### Exercise
Shift every point coordinate in the listing below by adding 28 to each number, then write out all of its lines again, requests included. Omit the pictures from your answer.

··· Material provided

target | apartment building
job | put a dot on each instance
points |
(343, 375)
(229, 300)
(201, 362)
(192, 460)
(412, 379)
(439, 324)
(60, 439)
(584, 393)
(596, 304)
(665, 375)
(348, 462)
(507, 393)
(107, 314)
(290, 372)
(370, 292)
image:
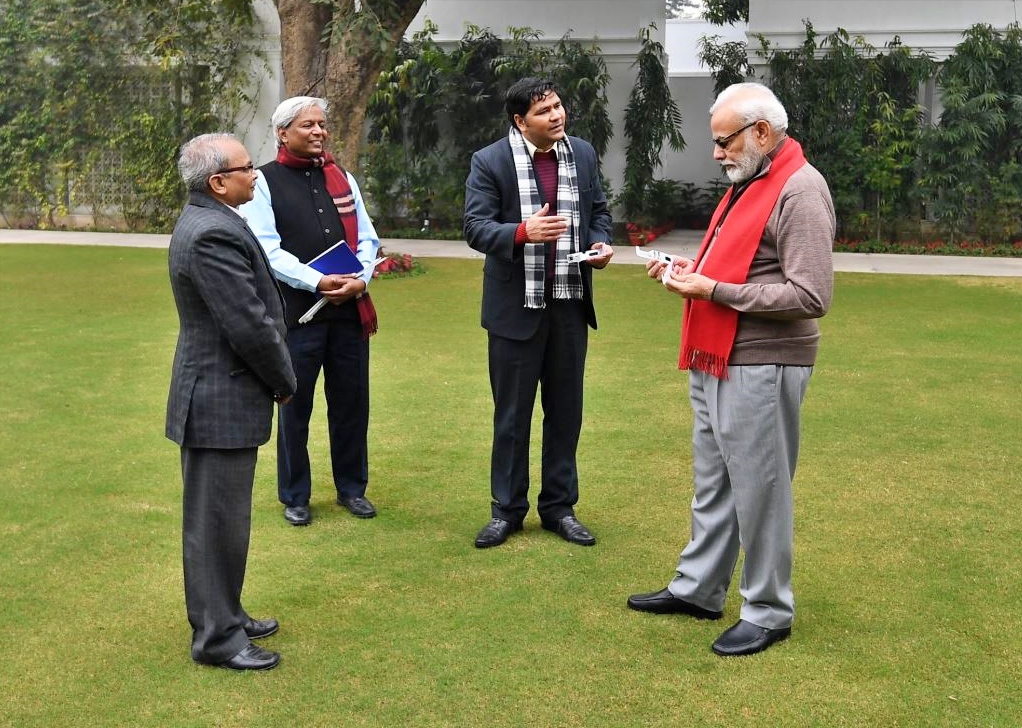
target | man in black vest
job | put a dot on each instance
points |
(304, 205)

······

### Problem solution
target | apartment building
job | put a dot on each instance
points |
(371, 403)
(257, 328)
(229, 390)
(220, 488)
(440, 407)
(467, 352)
(88, 467)
(612, 421)
(624, 332)
(693, 403)
(376, 490)
(535, 421)
(135, 342)
(318, 400)
(398, 320)
image:
target | man in black vest
job | put a dot on each instance
points |
(332, 233)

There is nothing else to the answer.